§ **TASK**: Without altering anything, repeat each of the records.

§ **DATA IN THIS EXERCISE**:
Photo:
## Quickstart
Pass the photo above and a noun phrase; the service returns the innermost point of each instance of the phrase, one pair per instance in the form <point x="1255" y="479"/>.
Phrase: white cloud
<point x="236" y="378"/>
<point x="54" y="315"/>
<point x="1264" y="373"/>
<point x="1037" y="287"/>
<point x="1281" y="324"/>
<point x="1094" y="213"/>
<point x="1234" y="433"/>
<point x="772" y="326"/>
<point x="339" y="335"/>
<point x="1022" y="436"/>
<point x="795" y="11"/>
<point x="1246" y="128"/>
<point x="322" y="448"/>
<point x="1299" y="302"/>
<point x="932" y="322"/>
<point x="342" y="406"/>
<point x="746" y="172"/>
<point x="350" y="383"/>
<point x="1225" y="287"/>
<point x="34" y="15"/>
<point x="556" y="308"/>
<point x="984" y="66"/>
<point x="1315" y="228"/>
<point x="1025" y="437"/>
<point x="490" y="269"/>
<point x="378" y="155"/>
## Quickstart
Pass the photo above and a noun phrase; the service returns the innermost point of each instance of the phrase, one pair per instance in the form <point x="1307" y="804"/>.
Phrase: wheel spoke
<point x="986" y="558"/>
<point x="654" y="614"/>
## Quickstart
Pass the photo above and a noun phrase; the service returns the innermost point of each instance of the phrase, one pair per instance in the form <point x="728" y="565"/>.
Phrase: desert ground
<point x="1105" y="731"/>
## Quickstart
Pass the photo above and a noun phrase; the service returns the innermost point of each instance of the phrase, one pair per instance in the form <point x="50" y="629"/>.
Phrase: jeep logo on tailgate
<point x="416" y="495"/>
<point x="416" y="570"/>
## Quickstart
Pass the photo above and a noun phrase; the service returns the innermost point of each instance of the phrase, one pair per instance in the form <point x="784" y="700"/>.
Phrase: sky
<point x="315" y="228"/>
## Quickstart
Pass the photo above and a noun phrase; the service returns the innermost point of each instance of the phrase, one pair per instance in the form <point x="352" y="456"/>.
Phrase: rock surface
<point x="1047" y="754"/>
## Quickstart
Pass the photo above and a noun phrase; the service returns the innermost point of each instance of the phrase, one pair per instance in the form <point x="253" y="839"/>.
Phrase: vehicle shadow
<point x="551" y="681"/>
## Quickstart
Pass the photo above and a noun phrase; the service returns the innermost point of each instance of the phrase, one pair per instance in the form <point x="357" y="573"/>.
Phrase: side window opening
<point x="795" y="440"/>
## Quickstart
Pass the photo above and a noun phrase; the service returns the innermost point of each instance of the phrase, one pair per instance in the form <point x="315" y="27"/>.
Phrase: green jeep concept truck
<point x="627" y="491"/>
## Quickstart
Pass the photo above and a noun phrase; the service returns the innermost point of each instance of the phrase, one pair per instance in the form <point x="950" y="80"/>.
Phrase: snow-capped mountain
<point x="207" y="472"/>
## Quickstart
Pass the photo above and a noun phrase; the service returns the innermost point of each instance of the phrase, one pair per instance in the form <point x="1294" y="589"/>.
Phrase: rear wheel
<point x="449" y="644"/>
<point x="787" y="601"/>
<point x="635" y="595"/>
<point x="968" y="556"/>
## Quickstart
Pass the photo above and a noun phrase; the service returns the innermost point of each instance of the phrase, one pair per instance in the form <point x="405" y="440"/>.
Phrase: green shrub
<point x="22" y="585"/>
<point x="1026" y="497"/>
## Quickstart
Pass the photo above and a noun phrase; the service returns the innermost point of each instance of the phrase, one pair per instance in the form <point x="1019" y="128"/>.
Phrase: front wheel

§ **FINAL RESULT**:
Photo:
## Quickstart
Pass the photo above and a noun phrase; the service returns the innermost point of each instance of the phrase, one pair per instance in the form <point x="1255" y="479"/>.
Phrase: white cloud
<point x="236" y="378"/>
<point x="54" y="315"/>
<point x="1264" y="373"/>
<point x="1037" y="287"/>
<point x="1281" y="324"/>
<point x="1094" y="213"/>
<point x="1234" y="433"/>
<point x="772" y="326"/>
<point x="339" y="335"/>
<point x="1022" y="436"/>
<point x="795" y="11"/>
<point x="1246" y="128"/>
<point x="322" y="448"/>
<point x="1299" y="302"/>
<point x="932" y="322"/>
<point x="342" y="406"/>
<point x="746" y="172"/>
<point x="350" y="383"/>
<point x="1225" y="287"/>
<point x="34" y="15"/>
<point x="556" y="308"/>
<point x="984" y="66"/>
<point x="1315" y="228"/>
<point x="1025" y="437"/>
<point x="490" y="269"/>
<point x="378" y="155"/>
## Quickstart
Pass the photo above and a noun phrase; the service returns the innermost point of each instance of the phrase, one pair per instance in the form <point x="1307" y="804"/>.
Phrase: wheel spoke
<point x="986" y="558"/>
<point x="654" y="614"/>
## Quickstart
Pass the photo above and a noun phrase; the service returns the innermost point of each instance of the phrase, one pair per instance in the form <point x="728" y="565"/>.
Phrase: desert ground
<point x="1105" y="731"/>
## Quickstart
Pass the photo above and a noun phrase; the service returns the innermost point of each instance of the phrase, one pair per instance in the form <point x="50" y="629"/>.
Phrase: jeep logo on tailgate
<point x="416" y="495"/>
<point x="416" y="570"/>
## Quickstart
Pass the photo above and a noun phrase; the service returns the innermost point of each instance of the phrase, one pair per instance in the form <point x="784" y="700"/>.
Phrase: sky
<point x="315" y="228"/>
## Quickstart
Pass the photo above and a noun phrase; the service returns the innermost point of each instance of the phrase, one pair per instance in the form <point x="352" y="456"/>.
Phrase: rock surface
<point x="1047" y="754"/>
## Quickstart
Pass the photo above and a noun phrase; the service returns the innermost point of each instance of the phrase, one pair per instance in the form <point x="253" y="839"/>.
Phrase: vehicle shadow
<point x="551" y="681"/>
## Quickstart
Pass the photo above and a noun phrase; the service returns the innermost point of each instance of the phrase, one pair per instance in the form <point x="357" y="573"/>.
Phrase: side window opening
<point x="795" y="440"/>
## Quickstart
Pass the photo above and a noun phrase; the service returns the innermost point of each instance of the phrase, one pair per instance in the form <point x="315" y="27"/>.
Phrase: green jeep concept truck
<point x="627" y="491"/>
## Quickstart
Pass the photo above and a noun phrase; the service returns the innermost point of each instance of the phrase, one pair per instance in the form <point x="950" y="80"/>.
Phrase: snow-capped mountain
<point x="207" y="472"/>
## Quickstart
Pass the photo above and a noun phrase; the service returns the innermost point of each instance of the phrase, one pair per instance in the form <point x="1294" y="589"/>.
Phrase: rear wheel
<point x="449" y="644"/>
<point x="787" y="601"/>
<point x="635" y="595"/>
<point x="968" y="556"/>
## Quickstart
Pass the photo above and a noun phrase; the service returns the innermost point of each instance of the phrase, one pair per instance in the form <point x="405" y="440"/>.
Phrase: green shrub
<point x="22" y="585"/>
<point x="1026" y="497"/>
## Quickstart
Pass the photo above and a noun phrase; the service returns the innermost point of each instance of the phrase, one pair per instance in the form <point x="1019" y="128"/>.
Phrase: front wheel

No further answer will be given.